To do
Retype the records word for word, everything from the line containing "hair. Where is it in this camera feed?" down to the line containing "[413,448,436,519]", with both of those lines included. Leave the pictures out.

Coordinate annotation entries
»»

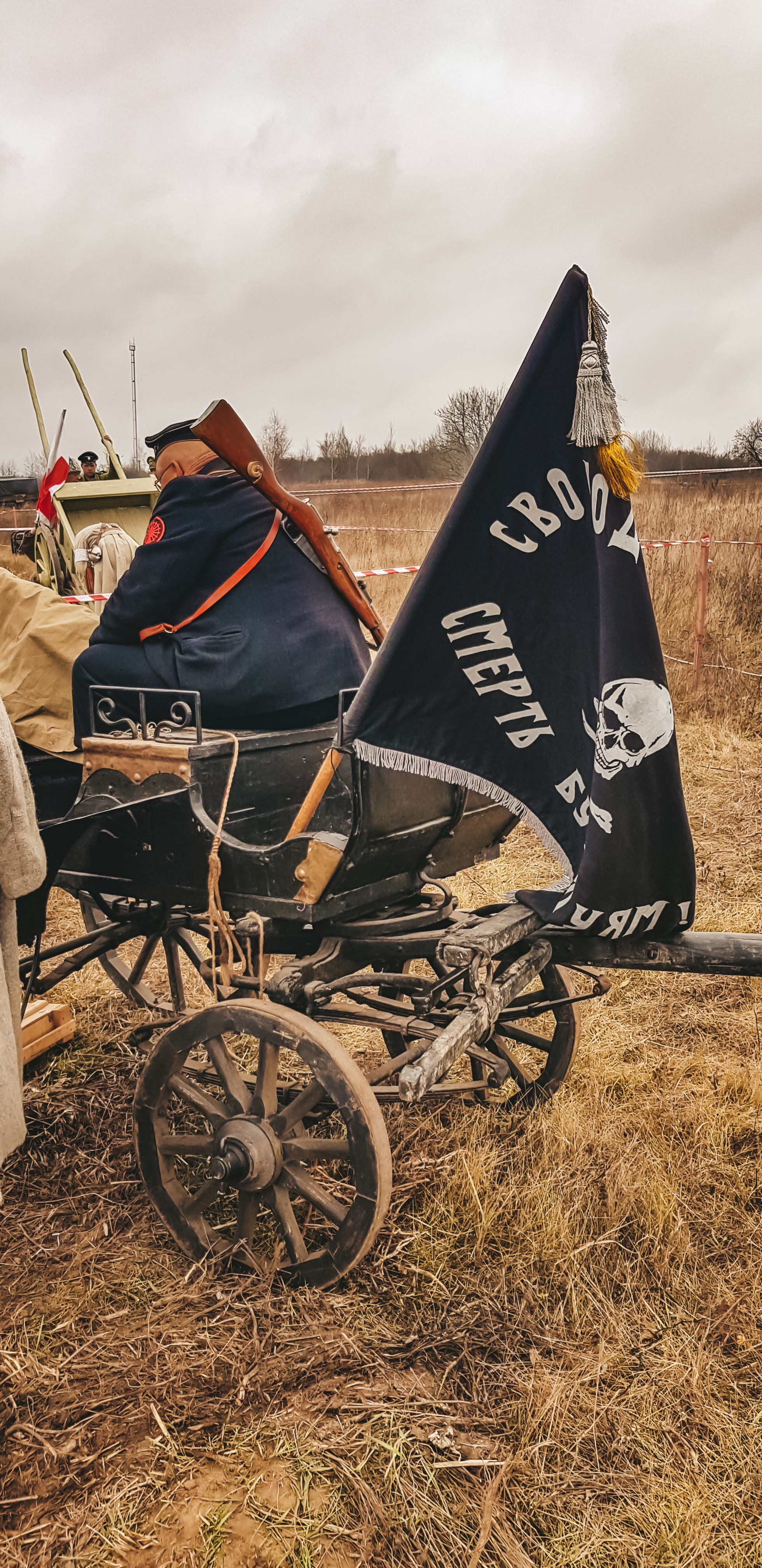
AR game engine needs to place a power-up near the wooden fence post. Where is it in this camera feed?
[693,533,712,690]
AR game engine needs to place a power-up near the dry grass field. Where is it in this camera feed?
[0,485,762,1568]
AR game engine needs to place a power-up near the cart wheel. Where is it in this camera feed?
[35,524,66,593]
[79,892,205,1013]
[135,1000,392,1287]
[492,964,582,1110]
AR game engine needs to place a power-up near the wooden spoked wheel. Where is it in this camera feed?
[483,964,582,1110]
[80,892,208,1013]
[135,1000,392,1287]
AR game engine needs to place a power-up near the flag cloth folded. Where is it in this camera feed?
[38,458,69,527]
[343,266,696,938]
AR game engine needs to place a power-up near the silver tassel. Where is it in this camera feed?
[569,287,622,447]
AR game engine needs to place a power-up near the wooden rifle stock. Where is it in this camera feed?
[191,411,386,648]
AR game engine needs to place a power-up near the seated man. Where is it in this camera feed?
[72,422,370,745]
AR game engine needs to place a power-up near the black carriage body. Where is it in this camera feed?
[56,724,516,927]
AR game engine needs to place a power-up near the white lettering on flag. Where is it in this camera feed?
[442,604,554,749]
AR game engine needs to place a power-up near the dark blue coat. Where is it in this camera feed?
[89,461,370,721]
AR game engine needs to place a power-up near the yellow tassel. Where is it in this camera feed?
[598,433,646,500]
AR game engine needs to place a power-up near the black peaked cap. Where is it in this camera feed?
[146,419,201,458]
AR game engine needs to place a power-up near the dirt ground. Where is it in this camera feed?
[0,718,762,1568]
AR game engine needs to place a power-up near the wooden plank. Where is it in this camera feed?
[22,1002,77,1066]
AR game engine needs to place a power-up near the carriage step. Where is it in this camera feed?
[22,1002,77,1066]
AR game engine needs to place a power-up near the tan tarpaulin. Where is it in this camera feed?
[0,569,94,751]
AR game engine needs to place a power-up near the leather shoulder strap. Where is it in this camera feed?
[140,511,281,643]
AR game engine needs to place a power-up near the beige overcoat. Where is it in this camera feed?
[0,701,47,1162]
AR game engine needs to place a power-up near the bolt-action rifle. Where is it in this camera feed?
[191,398,386,648]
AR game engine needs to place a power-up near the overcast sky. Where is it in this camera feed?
[0,0,762,464]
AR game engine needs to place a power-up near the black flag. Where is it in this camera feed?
[345,268,696,938]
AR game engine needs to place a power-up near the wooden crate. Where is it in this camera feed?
[22,1002,75,1066]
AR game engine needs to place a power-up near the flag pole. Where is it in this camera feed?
[64,348,127,480]
[22,348,50,462]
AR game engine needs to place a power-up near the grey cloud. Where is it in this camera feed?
[0,0,762,456]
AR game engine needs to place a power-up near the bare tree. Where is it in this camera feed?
[318,425,354,478]
[318,430,337,478]
[729,419,762,467]
[262,408,292,474]
[436,386,505,475]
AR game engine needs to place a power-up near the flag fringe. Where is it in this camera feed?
[353,740,572,887]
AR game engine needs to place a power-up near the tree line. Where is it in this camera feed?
[6,386,762,483]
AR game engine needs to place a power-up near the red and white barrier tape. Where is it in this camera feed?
[354,566,420,577]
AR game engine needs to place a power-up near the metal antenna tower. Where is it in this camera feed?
[130,339,140,469]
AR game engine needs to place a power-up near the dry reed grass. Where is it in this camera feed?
[330,478,762,726]
[0,492,762,1568]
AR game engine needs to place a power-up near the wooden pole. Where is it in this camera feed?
[22,348,50,462]
[693,533,712,690]
[285,746,342,839]
[64,348,127,480]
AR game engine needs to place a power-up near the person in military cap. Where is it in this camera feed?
[77,452,99,480]
[72,420,370,743]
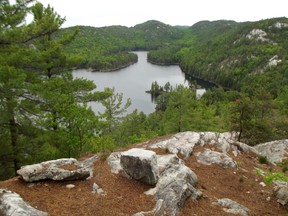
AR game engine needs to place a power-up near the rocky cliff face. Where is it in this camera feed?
[0,132,288,216]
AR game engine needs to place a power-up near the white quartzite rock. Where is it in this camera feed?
[133,199,166,216]
[0,189,48,216]
[145,155,202,216]
[120,148,158,185]
[197,149,237,168]
[214,198,250,216]
[17,158,90,182]
[273,181,288,206]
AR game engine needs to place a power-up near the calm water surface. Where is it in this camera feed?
[73,52,188,114]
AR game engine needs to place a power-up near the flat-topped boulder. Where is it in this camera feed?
[196,149,237,168]
[120,148,158,185]
[0,189,48,216]
[17,158,91,182]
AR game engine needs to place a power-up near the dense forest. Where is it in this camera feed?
[0,0,288,179]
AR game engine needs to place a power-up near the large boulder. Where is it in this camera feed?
[17,158,91,182]
[133,199,166,216]
[107,152,123,174]
[213,198,250,216]
[0,189,48,216]
[145,155,202,216]
[196,149,237,168]
[273,181,288,207]
[149,131,200,158]
[120,148,158,185]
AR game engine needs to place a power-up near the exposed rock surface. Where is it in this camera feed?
[133,199,166,216]
[274,181,288,207]
[120,148,158,185]
[107,152,123,174]
[214,198,250,216]
[146,156,202,215]
[0,189,48,216]
[120,148,202,215]
[197,149,237,168]
[0,132,288,216]
[17,158,91,182]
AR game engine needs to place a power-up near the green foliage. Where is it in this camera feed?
[259,155,268,164]
[263,172,288,185]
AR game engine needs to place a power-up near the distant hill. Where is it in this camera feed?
[179,18,288,91]
[62,17,288,93]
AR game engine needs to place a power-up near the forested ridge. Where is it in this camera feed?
[0,0,288,179]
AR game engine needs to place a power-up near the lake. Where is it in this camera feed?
[73,51,188,114]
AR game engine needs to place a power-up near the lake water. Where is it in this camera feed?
[73,51,188,114]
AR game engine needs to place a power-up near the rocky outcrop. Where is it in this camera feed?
[146,155,202,215]
[118,148,202,216]
[214,198,250,216]
[0,189,48,216]
[17,158,91,182]
[196,149,237,168]
[148,131,244,158]
[120,148,158,185]
[274,181,288,207]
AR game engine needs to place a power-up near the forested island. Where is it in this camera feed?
[0,0,288,179]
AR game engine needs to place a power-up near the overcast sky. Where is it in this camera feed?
[38,0,288,27]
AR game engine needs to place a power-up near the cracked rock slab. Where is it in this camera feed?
[0,189,48,216]
[213,198,250,216]
[120,148,158,185]
[196,149,237,168]
[17,158,91,182]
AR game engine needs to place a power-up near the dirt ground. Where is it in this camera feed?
[0,138,288,216]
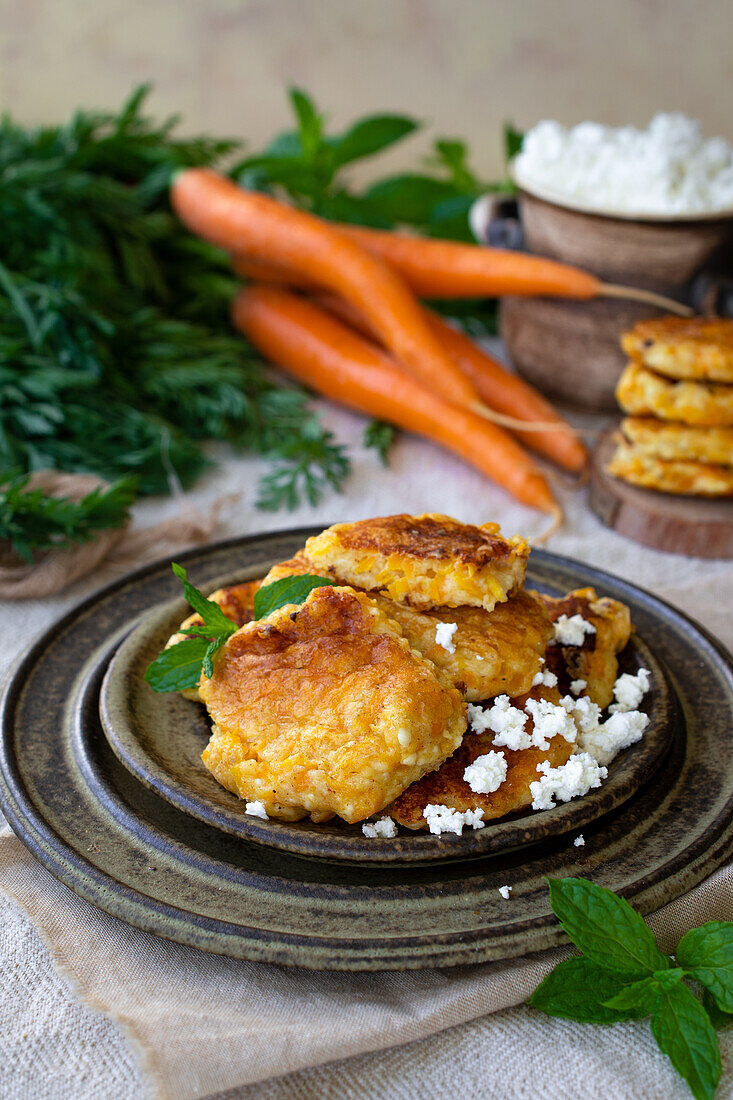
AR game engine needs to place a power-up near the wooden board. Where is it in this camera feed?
[589,426,733,559]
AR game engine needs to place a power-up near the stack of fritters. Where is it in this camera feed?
[608,317,733,497]
[168,515,630,828]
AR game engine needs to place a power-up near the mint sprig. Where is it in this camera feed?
[144,562,333,692]
[528,878,733,1100]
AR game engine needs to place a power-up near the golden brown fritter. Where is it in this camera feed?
[199,587,466,822]
[259,551,553,702]
[621,417,733,466]
[165,581,262,702]
[605,437,733,498]
[621,317,733,382]
[389,688,576,829]
[305,515,529,611]
[616,363,733,428]
[537,589,632,707]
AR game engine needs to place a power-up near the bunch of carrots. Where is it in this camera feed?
[171,168,686,520]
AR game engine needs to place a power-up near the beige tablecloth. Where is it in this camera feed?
[0,389,733,1100]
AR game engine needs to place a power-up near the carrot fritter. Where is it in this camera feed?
[621,317,733,383]
[536,589,632,707]
[616,362,733,428]
[606,439,733,497]
[199,587,466,822]
[390,686,576,829]
[305,515,529,611]
[259,551,553,702]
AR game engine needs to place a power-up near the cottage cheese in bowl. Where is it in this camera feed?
[512,114,733,218]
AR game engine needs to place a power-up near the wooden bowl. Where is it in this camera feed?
[490,189,733,410]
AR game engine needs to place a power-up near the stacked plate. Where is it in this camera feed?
[0,530,733,970]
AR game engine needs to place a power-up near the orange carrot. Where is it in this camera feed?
[330,226,602,298]
[232,286,558,515]
[171,168,479,407]
[299,290,588,474]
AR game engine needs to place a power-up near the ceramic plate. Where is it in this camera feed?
[0,531,733,970]
[100,542,679,862]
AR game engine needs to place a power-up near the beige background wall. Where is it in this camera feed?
[0,0,733,179]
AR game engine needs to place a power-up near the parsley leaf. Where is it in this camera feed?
[363,420,397,466]
[652,982,721,1100]
[254,573,333,619]
[541,879,670,978]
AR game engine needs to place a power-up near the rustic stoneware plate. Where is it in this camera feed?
[100,554,679,862]
[0,531,733,970]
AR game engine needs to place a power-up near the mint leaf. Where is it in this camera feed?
[171,561,237,637]
[254,573,335,619]
[144,638,209,692]
[527,956,648,1024]
[548,879,670,978]
[330,114,419,167]
[603,970,660,1016]
[702,989,733,1031]
[652,982,721,1100]
[677,921,733,1012]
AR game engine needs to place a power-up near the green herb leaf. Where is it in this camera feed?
[676,921,733,1012]
[288,88,322,160]
[363,420,397,466]
[144,638,210,692]
[548,878,670,978]
[365,174,456,226]
[504,122,524,163]
[652,982,721,1100]
[702,989,733,1031]
[528,956,646,1024]
[603,971,660,1016]
[171,561,237,645]
[254,573,335,619]
[331,114,419,166]
[0,470,136,562]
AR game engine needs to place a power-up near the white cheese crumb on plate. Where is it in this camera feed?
[244,801,269,821]
[435,623,458,653]
[361,814,397,839]
[463,750,506,794]
[529,752,609,810]
[553,615,595,646]
[423,802,485,836]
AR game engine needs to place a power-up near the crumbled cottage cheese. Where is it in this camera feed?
[361,815,397,838]
[609,669,652,714]
[553,615,595,646]
[423,802,485,836]
[514,113,733,216]
[532,657,557,688]
[244,802,267,821]
[526,699,578,750]
[529,752,609,810]
[468,695,532,749]
[578,711,649,765]
[463,750,506,794]
[435,623,458,653]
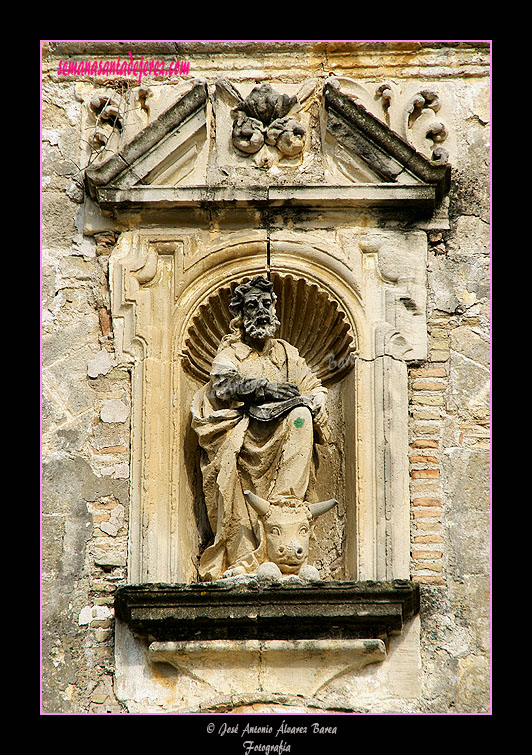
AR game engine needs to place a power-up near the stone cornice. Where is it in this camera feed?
[115,578,419,641]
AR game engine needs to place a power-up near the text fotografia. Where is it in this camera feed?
[207,720,337,755]
[57,51,190,84]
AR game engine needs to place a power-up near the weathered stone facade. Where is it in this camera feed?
[41,41,490,713]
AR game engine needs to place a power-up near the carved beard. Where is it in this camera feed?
[242,313,281,341]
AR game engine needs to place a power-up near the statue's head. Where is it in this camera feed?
[229,275,280,341]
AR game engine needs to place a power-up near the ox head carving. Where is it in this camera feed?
[244,490,338,574]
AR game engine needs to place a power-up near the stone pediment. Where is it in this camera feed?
[85,82,207,201]
[323,81,451,200]
[86,79,451,209]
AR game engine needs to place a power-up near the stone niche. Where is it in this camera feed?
[86,81,450,711]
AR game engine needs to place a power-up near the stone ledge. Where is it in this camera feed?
[115,577,419,642]
[91,186,436,210]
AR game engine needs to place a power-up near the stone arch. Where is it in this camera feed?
[172,242,363,581]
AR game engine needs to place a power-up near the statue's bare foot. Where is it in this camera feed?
[222,566,246,579]
[257,561,282,579]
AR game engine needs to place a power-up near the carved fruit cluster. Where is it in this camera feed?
[231,84,305,157]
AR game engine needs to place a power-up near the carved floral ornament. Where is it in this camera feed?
[225,82,305,157]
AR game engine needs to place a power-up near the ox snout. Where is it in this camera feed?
[272,542,308,574]
[277,543,305,561]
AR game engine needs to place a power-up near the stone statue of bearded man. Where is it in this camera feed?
[191,275,328,580]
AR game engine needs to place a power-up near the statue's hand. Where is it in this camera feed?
[264,382,300,401]
[308,393,325,417]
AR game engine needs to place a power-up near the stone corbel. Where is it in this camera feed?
[148,639,386,698]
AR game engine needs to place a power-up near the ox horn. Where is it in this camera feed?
[307,498,338,519]
[244,490,271,516]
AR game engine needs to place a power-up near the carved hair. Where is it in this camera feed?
[229,275,277,315]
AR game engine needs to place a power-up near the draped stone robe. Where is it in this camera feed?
[191,334,328,580]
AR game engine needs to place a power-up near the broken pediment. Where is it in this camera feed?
[86,79,451,210]
[323,80,451,199]
[85,82,207,201]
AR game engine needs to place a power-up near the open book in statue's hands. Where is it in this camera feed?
[248,396,316,422]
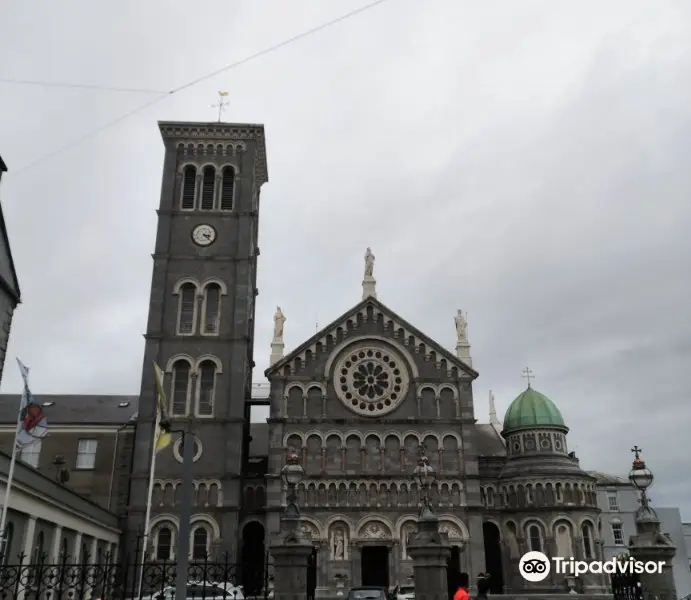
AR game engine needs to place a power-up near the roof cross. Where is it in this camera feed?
[523,367,535,387]
[211,92,228,123]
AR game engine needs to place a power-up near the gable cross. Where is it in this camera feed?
[211,92,228,123]
[523,367,535,387]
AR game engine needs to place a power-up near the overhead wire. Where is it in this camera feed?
[13,0,387,175]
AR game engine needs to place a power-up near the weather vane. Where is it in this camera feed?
[211,92,228,123]
[523,367,535,387]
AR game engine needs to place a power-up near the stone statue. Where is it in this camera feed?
[454,308,468,344]
[365,248,374,277]
[274,306,286,341]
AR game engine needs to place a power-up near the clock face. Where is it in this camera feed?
[192,225,216,246]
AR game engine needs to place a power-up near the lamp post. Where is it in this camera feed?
[281,452,305,542]
[629,446,655,508]
[413,448,436,519]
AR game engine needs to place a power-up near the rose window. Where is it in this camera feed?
[334,347,408,417]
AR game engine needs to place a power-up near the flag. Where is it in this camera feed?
[154,363,173,452]
[16,359,48,449]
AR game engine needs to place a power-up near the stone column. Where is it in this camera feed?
[271,523,313,600]
[629,505,677,600]
[407,513,451,600]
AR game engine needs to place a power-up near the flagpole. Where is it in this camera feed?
[0,366,27,558]
[139,432,158,596]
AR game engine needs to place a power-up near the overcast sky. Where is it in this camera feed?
[0,0,691,519]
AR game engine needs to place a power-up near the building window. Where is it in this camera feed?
[2,523,14,565]
[581,523,593,560]
[191,525,209,560]
[181,165,197,210]
[201,165,216,210]
[221,167,235,210]
[77,440,98,469]
[178,282,197,335]
[528,525,542,552]
[155,525,173,560]
[19,440,43,469]
[171,359,192,417]
[197,360,216,417]
[612,523,625,546]
[202,283,221,334]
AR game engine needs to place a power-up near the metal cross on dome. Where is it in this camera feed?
[523,367,535,387]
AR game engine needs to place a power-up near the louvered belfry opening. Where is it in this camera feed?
[201,165,216,210]
[221,167,235,210]
[182,165,197,210]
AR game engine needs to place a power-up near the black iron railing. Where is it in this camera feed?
[0,556,271,600]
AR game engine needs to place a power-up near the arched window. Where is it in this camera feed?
[181,165,197,210]
[581,523,594,560]
[2,523,14,565]
[201,165,216,210]
[202,283,221,334]
[171,359,192,417]
[155,525,173,560]
[178,282,197,335]
[221,167,235,210]
[191,525,209,560]
[197,360,216,417]
[528,525,542,552]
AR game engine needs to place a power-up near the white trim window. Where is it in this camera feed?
[19,439,43,469]
[612,523,626,546]
[75,439,98,470]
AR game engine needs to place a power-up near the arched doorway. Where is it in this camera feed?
[241,521,266,596]
[482,521,504,594]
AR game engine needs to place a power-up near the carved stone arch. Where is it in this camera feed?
[300,515,326,541]
[322,429,345,448]
[283,431,307,448]
[394,515,418,540]
[165,354,196,373]
[482,518,504,542]
[355,515,394,540]
[303,381,326,396]
[324,514,355,540]
[343,429,365,446]
[439,513,470,541]
[149,513,180,533]
[437,383,458,400]
[324,335,420,379]
[201,277,228,296]
[304,429,326,447]
[173,277,201,296]
[194,354,223,375]
[548,513,578,535]
[190,513,221,541]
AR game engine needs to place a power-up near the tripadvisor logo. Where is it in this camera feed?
[518,552,665,582]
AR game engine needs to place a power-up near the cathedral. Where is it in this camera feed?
[127,122,606,598]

««

Final answer
AR game engine needs to place a power-up near the carved hair. Where is it in this camera feed?
[229,275,277,315]
AR game engine needs to place a power-up near the draped stone robe. Where is it in this camera feed?
[191,334,328,580]
AR game engine needs to place a power-up near the broken pediment. Where is it in this camera feed?
[86,79,451,210]
[323,80,451,199]
[85,82,207,201]
AR game engine needs to place a power-up near the open book in statue's hands. Where is it in this camera feed?
[248,396,316,422]
AR game engine needs to place a power-up near the roof cross. Where is it in this camera feed?
[523,367,535,387]
[211,92,228,123]
AR game engine needs to place a power-up near the gable cross. Where is it in this camera feed?
[211,92,228,123]
[523,367,535,387]
AR game engine needs to place a power-up near the overhead wire. Where is it in this camera feed?
[13,0,387,175]
AR game engine needs to place a power-up near the weather vane. Where is it in this camera feed?
[211,92,228,123]
[523,367,535,387]
AR game engine needs to place a power-up near the stone statue. Where is it in this camera feed?
[454,308,468,344]
[365,248,374,277]
[274,306,286,341]
AR game engine needs to place a power-up near the clock face. Where is it in this camera feed?
[192,225,216,246]
AR game engine needs to place a power-up near the lamp post. Where is it in this camera feed?
[281,452,305,542]
[629,446,655,508]
[413,448,436,519]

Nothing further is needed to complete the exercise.